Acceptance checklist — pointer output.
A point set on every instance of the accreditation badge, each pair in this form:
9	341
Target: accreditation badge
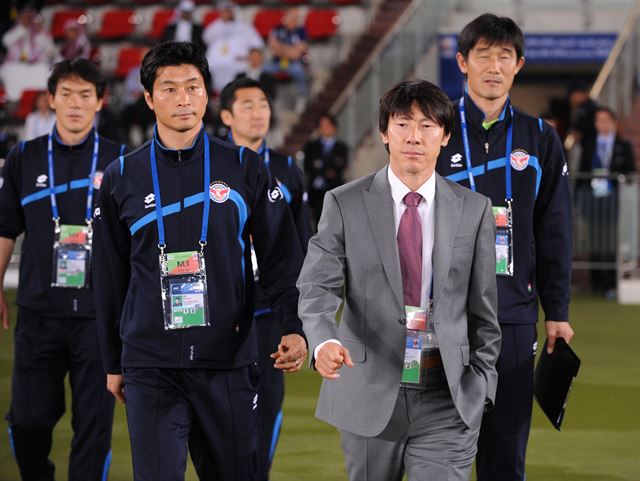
503	217
420	344
71	256
183	282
========
__Task statement__
Please copy the listing above word for word, leaving out the picture.

__Written response__
Acceptance checklist — pointer output.
A point set on every instance of the accreditation badge, each pair in this form:
9	341
Target: accreditation badge
503	217
420	344
71	256
183	282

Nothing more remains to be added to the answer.